• [Aim 1] Print the stretch from "As industries such" through "creator of jobs." in the passage below on automation and jobs, word for word.

• [Quoted text]
________

Change is the only constant in this world. However, with each shift in the road to progress, humans created surroundings that would minimise labour. When one looks back at the greatest inventions of all time, right from fire to bitcoins, humans created something that would aid them and not replace them.
Tractors were created to help in efficient farming, while the manufacturing sector chose assembly lines for better productivity and computers were introduced to assist with digital accuracy. These three examples are now industries on their own that employ a large number of people.
Our societys neophobia - the fear of new things - is back again with the raging wave of artificial intelligence (AI) and automation. The talks in town gained more voices when IT layoffs were announced.
As industries such as software, manufacturing and virtual businesses, absorbed the ease of automation in work, people feared increasingly of losing their jobs. This may be true to some extent as a short-term outcome, but over a longer horizon, AI and automation technology will be a net creator of jobs.

________

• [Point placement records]
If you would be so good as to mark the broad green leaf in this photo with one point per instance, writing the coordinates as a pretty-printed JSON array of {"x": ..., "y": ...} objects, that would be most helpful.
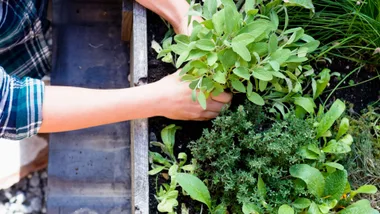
[
  {"x": 168, "y": 138},
  {"x": 367, "y": 189},
  {"x": 195, "y": 188},
  {"x": 156, "y": 170},
  {"x": 275, "y": 65},
  {"x": 330, "y": 117},
  {"x": 261, "y": 187},
  {"x": 182, "y": 58},
  {"x": 238, "y": 86},
  {"x": 311, "y": 176},
  {"x": 334, "y": 165},
  {"x": 262, "y": 74},
  {"x": 205, "y": 44},
  {"x": 306, "y": 103},
  {"x": 250, "y": 208},
  {"x": 301, "y": 203},
  {"x": 313, "y": 209},
  {"x": 360, "y": 207},
  {"x": 211, "y": 58},
  {"x": 343, "y": 128},
  {"x": 218, "y": 21},
  {"x": 158, "y": 158},
  {"x": 335, "y": 184},
  {"x": 256, "y": 98},
  {"x": 308, "y": 4},
  {"x": 335, "y": 147},
  {"x": 241, "y": 50},
  {"x": 242, "y": 72},
  {"x": 285, "y": 209},
  {"x": 202, "y": 99},
  {"x": 220, "y": 77},
  {"x": 262, "y": 85},
  {"x": 280, "y": 56},
  {"x": 244, "y": 38},
  {"x": 272, "y": 45}
]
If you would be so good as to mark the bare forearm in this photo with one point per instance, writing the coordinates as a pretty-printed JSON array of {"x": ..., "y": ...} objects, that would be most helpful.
[{"x": 70, "y": 108}]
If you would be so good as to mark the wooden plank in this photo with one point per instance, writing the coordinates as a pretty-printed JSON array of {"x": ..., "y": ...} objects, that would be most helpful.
[
  {"x": 90, "y": 170},
  {"x": 139, "y": 128}
]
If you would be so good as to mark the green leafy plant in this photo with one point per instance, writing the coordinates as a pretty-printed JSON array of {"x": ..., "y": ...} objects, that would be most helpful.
[
  {"x": 292, "y": 166},
  {"x": 169, "y": 165},
  {"x": 243, "y": 53}
]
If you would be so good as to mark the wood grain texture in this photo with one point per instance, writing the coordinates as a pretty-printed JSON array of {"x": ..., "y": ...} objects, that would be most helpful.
[{"x": 139, "y": 128}]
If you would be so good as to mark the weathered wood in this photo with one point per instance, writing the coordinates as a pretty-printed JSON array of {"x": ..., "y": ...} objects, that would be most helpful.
[
  {"x": 90, "y": 170},
  {"x": 139, "y": 128}
]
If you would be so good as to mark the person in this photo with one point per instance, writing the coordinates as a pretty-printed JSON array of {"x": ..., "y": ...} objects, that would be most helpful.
[{"x": 28, "y": 107}]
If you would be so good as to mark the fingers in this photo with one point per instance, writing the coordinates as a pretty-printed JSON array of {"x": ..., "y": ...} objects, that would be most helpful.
[{"x": 223, "y": 97}]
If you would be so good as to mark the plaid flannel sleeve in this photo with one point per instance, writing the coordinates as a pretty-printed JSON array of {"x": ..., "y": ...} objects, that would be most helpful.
[{"x": 20, "y": 106}]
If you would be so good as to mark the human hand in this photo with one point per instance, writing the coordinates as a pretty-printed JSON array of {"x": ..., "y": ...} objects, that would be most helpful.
[{"x": 174, "y": 101}]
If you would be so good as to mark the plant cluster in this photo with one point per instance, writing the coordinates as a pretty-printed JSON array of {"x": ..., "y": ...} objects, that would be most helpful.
[
  {"x": 243, "y": 52},
  {"x": 293, "y": 165}
]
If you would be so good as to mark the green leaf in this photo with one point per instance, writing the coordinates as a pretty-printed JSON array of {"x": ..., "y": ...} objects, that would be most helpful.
[
  {"x": 272, "y": 45},
  {"x": 168, "y": 138},
  {"x": 311, "y": 176},
  {"x": 256, "y": 98},
  {"x": 301, "y": 203},
  {"x": 306, "y": 103},
  {"x": 362, "y": 206},
  {"x": 334, "y": 165},
  {"x": 242, "y": 72},
  {"x": 335, "y": 147},
  {"x": 195, "y": 188},
  {"x": 261, "y": 187},
  {"x": 220, "y": 77},
  {"x": 156, "y": 170},
  {"x": 238, "y": 86},
  {"x": 343, "y": 128},
  {"x": 280, "y": 56},
  {"x": 285, "y": 209},
  {"x": 202, "y": 99},
  {"x": 367, "y": 189},
  {"x": 330, "y": 117},
  {"x": 250, "y": 208},
  {"x": 335, "y": 184},
  {"x": 308, "y": 4},
  {"x": 262, "y": 74},
  {"x": 242, "y": 50},
  {"x": 205, "y": 44},
  {"x": 244, "y": 38}
]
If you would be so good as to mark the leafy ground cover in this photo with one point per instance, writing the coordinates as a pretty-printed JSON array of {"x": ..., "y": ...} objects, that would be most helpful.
[{"x": 289, "y": 156}]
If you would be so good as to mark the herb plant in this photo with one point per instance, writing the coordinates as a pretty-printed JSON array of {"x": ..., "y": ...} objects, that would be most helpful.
[
  {"x": 243, "y": 53},
  {"x": 290, "y": 166}
]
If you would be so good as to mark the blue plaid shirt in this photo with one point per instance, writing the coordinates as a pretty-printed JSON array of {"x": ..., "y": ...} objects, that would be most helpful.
[{"x": 23, "y": 54}]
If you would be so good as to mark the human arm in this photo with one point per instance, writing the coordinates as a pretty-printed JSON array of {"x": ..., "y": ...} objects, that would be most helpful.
[{"x": 174, "y": 11}]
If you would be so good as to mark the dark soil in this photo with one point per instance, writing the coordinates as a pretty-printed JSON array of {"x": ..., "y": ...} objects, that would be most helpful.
[{"x": 360, "y": 96}]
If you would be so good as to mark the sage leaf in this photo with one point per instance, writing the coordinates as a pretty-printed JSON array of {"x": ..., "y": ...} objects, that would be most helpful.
[
  {"x": 306, "y": 103},
  {"x": 241, "y": 50},
  {"x": 195, "y": 188},
  {"x": 361, "y": 206},
  {"x": 242, "y": 72},
  {"x": 330, "y": 117},
  {"x": 256, "y": 98},
  {"x": 301, "y": 203},
  {"x": 238, "y": 86},
  {"x": 335, "y": 184},
  {"x": 311, "y": 176},
  {"x": 285, "y": 209}
]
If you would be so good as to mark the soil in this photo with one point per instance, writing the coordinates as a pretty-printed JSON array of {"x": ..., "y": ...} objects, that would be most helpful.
[{"x": 360, "y": 96}]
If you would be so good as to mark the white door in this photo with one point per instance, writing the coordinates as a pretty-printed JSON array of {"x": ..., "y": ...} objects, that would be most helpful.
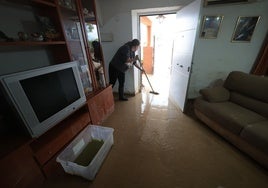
[{"x": 187, "y": 22}]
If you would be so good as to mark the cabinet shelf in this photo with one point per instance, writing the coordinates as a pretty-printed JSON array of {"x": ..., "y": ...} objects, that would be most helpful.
[
  {"x": 42, "y": 2},
  {"x": 31, "y": 43}
]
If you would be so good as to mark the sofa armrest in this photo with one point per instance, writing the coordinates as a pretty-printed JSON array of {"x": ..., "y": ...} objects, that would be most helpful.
[{"x": 215, "y": 94}]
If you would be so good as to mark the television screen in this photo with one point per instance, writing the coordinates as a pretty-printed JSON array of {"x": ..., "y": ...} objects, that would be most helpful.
[
  {"x": 50, "y": 93},
  {"x": 43, "y": 97}
]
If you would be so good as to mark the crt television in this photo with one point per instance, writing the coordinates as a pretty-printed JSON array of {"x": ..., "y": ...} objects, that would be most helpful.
[{"x": 45, "y": 96}]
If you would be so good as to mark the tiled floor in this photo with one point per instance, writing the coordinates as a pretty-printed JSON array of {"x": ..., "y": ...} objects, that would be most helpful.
[{"x": 156, "y": 145}]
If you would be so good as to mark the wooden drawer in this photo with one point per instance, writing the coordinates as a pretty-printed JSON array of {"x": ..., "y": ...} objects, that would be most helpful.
[{"x": 46, "y": 146}]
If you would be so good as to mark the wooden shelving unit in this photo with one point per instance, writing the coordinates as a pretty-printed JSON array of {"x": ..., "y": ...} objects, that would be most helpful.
[{"x": 36, "y": 157}]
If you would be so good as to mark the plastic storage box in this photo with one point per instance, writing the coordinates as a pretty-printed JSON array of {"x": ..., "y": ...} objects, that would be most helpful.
[{"x": 70, "y": 153}]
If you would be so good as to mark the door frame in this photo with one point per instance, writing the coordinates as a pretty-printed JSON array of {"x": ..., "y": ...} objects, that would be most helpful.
[{"x": 135, "y": 14}]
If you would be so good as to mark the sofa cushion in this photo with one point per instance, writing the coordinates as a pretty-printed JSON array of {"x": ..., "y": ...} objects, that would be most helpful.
[
  {"x": 229, "y": 115},
  {"x": 248, "y": 85},
  {"x": 215, "y": 94},
  {"x": 250, "y": 103},
  {"x": 257, "y": 135}
]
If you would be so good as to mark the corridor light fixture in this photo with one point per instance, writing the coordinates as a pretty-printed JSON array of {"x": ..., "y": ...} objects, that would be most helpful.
[{"x": 160, "y": 18}]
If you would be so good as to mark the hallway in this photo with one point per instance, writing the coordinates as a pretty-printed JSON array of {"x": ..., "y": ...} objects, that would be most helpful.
[{"x": 155, "y": 145}]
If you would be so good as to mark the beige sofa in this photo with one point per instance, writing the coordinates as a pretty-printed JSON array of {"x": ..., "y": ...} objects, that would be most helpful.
[{"x": 238, "y": 111}]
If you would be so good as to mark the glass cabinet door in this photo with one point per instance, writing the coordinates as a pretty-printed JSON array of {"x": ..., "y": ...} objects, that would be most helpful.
[
  {"x": 93, "y": 40},
  {"x": 74, "y": 38}
]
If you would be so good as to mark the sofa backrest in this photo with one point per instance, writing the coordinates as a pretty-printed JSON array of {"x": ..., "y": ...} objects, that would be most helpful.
[{"x": 249, "y": 91}]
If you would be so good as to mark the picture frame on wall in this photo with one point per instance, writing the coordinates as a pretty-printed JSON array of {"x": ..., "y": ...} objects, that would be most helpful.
[
  {"x": 244, "y": 28},
  {"x": 210, "y": 27}
]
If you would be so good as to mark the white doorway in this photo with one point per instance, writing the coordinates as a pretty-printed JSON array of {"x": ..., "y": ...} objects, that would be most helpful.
[{"x": 156, "y": 35}]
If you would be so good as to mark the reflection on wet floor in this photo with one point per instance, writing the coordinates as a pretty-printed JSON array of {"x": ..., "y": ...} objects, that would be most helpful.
[{"x": 156, "y": 145}]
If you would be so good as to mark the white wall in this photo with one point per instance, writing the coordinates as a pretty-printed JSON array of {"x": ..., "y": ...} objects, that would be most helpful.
[
  {"x": 14, "y": 59},
  {"x": 215, "y": 58},
  {"x": 116, "y": 19}
]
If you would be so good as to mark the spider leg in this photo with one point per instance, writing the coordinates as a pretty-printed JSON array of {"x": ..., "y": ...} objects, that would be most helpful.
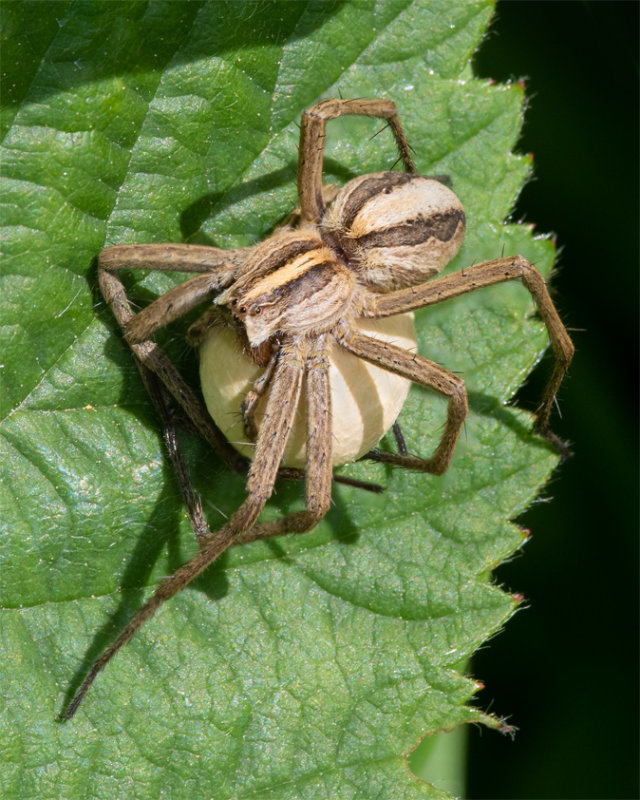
[
  {"x": 311, "y": 150},
  {"x": 218, "y": 268},
  {"x": 252, "y": 398},
  {"x": 274, "y": 431},
  {"x": 153, "y": 357},
  {"x": 488, "y": 274},
  {"x": 318, "y": 472},
  {"x": 426, "y": 373}
]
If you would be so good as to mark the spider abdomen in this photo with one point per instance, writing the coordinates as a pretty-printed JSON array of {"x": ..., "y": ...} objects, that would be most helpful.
[
  {"x": 395, "y": 229},
  {"x": 293, "y": 284}
]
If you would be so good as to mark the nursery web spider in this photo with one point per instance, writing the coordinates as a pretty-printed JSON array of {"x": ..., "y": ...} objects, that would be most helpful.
[{"x": 364, "y": 251}]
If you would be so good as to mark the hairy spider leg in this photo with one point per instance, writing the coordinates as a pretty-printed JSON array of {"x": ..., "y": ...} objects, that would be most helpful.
[
  {"x": 311, "y": 150},
  {"x": 426, "y": 373},
  {"x": 293, "y": 367},
  {"x": 479, "y": 276}
]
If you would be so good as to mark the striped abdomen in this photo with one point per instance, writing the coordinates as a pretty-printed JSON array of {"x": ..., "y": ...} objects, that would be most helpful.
[
  {"x": 292, "y": 284},
  {"x": 395, "y": 229}
]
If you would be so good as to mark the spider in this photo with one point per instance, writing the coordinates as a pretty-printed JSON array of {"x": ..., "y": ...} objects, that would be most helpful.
[{"x": 344, "y": 256}]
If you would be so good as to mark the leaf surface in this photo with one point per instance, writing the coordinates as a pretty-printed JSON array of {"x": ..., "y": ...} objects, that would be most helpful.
[{"x": 306, "y": 667}]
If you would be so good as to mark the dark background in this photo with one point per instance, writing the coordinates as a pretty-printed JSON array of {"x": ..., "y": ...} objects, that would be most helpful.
[{"x": 565, "y": 670}]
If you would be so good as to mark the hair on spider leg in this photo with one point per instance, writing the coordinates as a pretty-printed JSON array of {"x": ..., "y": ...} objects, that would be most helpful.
[{"x": 370, "y": 252}]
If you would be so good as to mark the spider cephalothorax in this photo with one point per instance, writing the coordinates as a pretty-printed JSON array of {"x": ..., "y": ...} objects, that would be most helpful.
[{"x": 300, "y": 302}]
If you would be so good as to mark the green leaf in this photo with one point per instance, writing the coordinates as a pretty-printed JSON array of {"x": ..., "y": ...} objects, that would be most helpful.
[{"x": 309, "y": 666}]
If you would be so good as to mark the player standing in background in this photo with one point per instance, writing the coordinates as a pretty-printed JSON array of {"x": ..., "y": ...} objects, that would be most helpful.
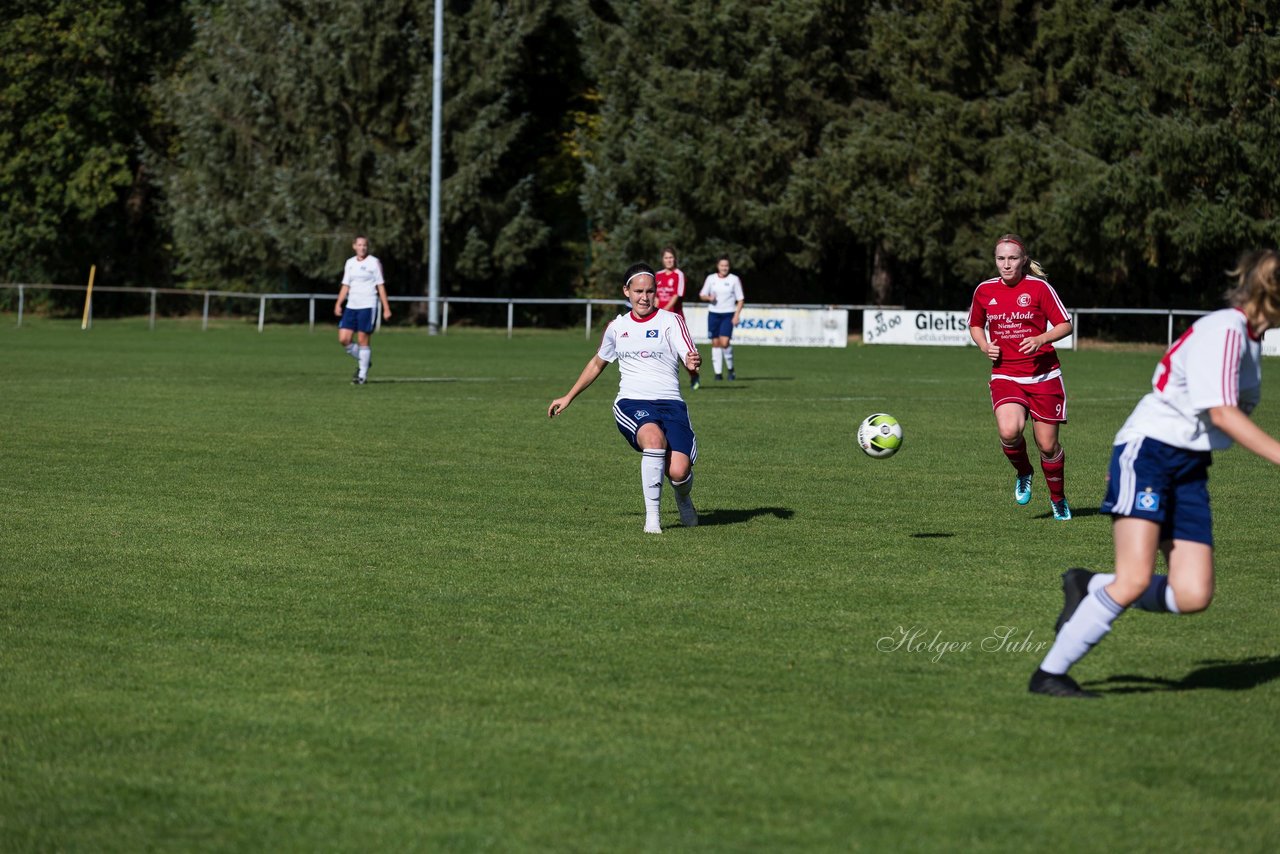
[
  {"x": 362, "y": 287},
  {"x": 649, "y": 345},
  {"x": 1009, "y": 320},
  {"x": 1157, "y": 487},
  {"x": 723, "y": 290},
  {"x": 671, "y": 295}
]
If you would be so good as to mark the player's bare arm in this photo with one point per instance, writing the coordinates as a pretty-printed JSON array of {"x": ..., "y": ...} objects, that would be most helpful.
[
  {"x": 988, "y": 348},
  {"x": 387, "y": 306},
  {"x": 1233, "y": 421},
  {"x": 1028, "y": 346},
  {"x": 589, "y": 375}
]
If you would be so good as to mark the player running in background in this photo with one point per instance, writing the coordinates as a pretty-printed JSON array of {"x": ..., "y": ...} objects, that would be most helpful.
[
  {"x": 649, "y": 345},
  {"x": 723, "y": 290},
  {"x": 1157, "y": 487},
  {"x": 362, "y": 287},
  {"x": 1009, "y": 320},
  {"x": 671, "y": 295}
]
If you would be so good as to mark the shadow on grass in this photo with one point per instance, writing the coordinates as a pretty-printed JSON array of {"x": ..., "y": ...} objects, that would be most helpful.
[
  {"x": 1220, "y": 675},
  {"x": 739, "y": 516},
  {"x": 1075, "y": 514}
]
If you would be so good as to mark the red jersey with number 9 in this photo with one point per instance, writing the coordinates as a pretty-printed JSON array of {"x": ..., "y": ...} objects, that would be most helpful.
[{"x": 1014, "y": 313}]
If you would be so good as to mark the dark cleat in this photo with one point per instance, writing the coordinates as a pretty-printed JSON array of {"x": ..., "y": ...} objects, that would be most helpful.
[
  {"x": 1056, "y": 685},
  {"x": 1075, "y": 587}
]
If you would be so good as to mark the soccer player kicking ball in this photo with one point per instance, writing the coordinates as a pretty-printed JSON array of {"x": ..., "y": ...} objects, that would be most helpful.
[
  {"x": 1157, "y": 488},
  {"x": 649, "y": 346}
]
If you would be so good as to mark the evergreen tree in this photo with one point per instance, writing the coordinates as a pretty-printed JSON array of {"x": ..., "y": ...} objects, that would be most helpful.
[
  {"x": 74, "y": 117},
  {"x": 298, "y": 124}
]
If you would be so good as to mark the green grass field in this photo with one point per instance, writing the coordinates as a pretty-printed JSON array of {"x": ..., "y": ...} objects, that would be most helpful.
[{"x": 247, "y": 606}]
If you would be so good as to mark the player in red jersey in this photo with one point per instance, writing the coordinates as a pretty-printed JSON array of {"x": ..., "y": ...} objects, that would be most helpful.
[
  {"x": 1015, "y": 319},
  {"x": 671, "y": 295}
]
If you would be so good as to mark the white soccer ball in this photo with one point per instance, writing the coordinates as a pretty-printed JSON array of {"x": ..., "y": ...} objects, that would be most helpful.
[{"x": 880, "y": 435}]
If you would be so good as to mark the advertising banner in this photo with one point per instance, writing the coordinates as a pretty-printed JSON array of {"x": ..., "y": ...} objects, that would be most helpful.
[
  {"x": 778, "y": 327},
  {"x": 928, "y": 328}
]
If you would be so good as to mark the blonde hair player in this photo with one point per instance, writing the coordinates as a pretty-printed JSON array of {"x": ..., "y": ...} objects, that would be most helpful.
[
  {"x": 362, "y": 290},
  {"x": 1157, "y": 487},
  {"x": 723, "y": 290},
  {"x": 1015, "y": 319},
  {"x": 649, "y": 346}
]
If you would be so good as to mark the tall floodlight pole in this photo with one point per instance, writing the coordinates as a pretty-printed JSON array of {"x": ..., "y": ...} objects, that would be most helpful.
[{"x": 433, "y": 277}]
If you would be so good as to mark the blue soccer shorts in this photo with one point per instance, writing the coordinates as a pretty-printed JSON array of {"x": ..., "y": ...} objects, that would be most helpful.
[
  {"x": 720, "y": 325},
  {"x": 357, "y": 319},
  {"x": 1162, "y": 484},
  {"x": 671, "y": 416}
]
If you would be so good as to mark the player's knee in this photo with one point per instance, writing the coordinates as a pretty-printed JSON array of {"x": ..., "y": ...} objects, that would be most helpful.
[
  {"x": 1127, "y": 590},
  {"x": 1193, "y": 597}
]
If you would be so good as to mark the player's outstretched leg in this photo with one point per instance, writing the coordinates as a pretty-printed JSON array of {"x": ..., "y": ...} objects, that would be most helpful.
[
  {"x": 1075, "y": 587},
  {"x": 685, "y": 501},
  {"x": 1055, "y": 479},
  {"x": 652, "y": 465},
  {"x": 1016, "y": 456},
  {"x": 365, "y": 357}
]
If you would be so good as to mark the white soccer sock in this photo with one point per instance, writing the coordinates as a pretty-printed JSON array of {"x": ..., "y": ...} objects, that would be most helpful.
[
  {"x": 1087, "y": 626},
  {"x": 652, "y": 464}
]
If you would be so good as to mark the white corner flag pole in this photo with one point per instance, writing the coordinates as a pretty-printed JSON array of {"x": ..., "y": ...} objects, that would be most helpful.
[
  {"x": 88, "y": 297},
  {"x": 433, "y": 275}
]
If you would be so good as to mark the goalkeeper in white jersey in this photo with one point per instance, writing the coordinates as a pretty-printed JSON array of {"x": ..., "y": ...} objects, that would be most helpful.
[{"x": 649, "y": 346}]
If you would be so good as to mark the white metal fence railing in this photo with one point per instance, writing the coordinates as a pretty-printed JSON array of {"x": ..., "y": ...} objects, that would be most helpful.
[{"x": 511, "y": 304}]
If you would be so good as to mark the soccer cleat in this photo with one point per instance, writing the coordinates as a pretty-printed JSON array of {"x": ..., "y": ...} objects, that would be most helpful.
[
  {"x": 1057, "y": 685},
  {"x": 688, "y": 512},
  {"x": 1075, "y": 587}
]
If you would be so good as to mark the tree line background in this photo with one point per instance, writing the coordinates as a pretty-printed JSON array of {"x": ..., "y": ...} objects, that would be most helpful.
[{"x": 840, "y": 151}]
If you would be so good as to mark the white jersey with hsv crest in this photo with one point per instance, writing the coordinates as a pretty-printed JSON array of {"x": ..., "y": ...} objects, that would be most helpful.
[
  {"x": 362, "y": 277},
  {"x": 649, "y": 354},
  {"x": 726, "y": 292},
  {"x": 1216, "y": 362}
]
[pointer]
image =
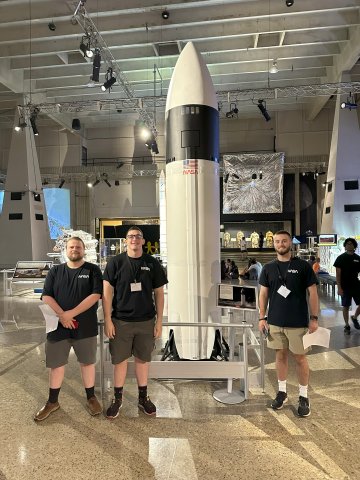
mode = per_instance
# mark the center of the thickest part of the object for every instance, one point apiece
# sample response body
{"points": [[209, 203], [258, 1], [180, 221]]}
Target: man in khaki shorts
{"points": [[285, 283]]}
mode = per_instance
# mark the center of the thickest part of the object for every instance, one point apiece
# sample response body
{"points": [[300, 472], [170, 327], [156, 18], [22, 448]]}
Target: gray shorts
{"points": [[132, 338], [287, 338], [57, 353]]}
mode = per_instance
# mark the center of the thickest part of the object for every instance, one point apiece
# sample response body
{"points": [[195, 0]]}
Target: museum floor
{"points": [[193, 436]]}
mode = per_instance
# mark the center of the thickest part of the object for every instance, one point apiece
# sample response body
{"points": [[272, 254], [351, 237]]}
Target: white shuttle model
{"points": [[192, 204]]}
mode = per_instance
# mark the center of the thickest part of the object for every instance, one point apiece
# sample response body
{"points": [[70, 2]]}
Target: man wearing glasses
{"points": [[132, 319]]}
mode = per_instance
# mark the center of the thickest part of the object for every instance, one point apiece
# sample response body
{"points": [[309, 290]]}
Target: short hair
{"points": [[78, 239], [283, 232], [352, 240], [134, 227]]}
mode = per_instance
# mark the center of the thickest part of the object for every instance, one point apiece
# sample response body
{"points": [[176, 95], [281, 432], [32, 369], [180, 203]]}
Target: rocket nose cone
{"points": [[191, 81]]}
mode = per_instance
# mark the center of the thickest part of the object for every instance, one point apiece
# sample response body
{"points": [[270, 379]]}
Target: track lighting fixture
{"points": [[233, 112], [109, 80], [96, 66], [262, 108], [350, 103], [274, 67], [85, 47]]}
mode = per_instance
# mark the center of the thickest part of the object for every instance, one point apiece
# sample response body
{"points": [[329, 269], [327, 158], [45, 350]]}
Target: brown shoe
{"points": [[46, 410], [94, 406]]}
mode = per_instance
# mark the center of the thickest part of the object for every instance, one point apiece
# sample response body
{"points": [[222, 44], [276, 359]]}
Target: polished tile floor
{"points": [[193, 436]]}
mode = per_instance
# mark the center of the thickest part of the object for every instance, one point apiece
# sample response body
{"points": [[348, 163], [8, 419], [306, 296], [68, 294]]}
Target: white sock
{"points": [[303, 390], [282, 385]]}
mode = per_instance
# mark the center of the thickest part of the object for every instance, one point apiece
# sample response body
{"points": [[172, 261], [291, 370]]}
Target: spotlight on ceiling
{"points": [[233, 112], [96, 66], [350, 103], [274, 68], [52, 26], [262, 108], [109, 80], [75, 125], [85, 47]]}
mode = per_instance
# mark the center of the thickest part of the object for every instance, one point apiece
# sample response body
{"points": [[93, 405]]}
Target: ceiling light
{"points": [[109, 80], [274, 67], [350, 103], [262, 108], [233, 111], [96, 66], [85, 47]]}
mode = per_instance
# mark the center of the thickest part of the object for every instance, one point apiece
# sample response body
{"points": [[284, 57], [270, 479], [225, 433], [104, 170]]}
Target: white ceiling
{"points": [[314, 42]]}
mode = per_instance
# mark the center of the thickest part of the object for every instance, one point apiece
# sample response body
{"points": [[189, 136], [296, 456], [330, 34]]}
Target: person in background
{"points": [[347, 271], [316, 265], [133, 303], [285, 284], [72, 290]]}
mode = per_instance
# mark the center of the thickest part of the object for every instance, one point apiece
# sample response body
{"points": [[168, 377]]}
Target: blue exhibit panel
{"points": [[57, 202]]}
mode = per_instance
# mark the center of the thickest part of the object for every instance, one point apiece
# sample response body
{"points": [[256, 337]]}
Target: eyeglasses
{"points": [[133, 237]]}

________

• [Aim 2] List every line of the records above that includes the word "blue".

• [Full answer 1]
As industries such as software, manufacturing and virtual businesses, absorbed the ease of automation in work, people feared increasingly of losing their jobs. This may be true to some extent as a short-term outcome, but over a longer horizon, AI and automation technology will be a net creator of jobs.

• [Full answer 2]
If you would be so good as to mark the blue plaid shirt in this photo with one point per instance, writing the coordinates as a pretty-printed JSON array of {"x": ..., "y": ...} objects, that would be most helpful.
If you would be so good as to mark the blue soccer shorts in this photo with one point per instance, writing the coordinates as a pretty-printed JSON array of {"x": ..., "y": ...} objects, that would be most helpful.
Target: blue exhibit panel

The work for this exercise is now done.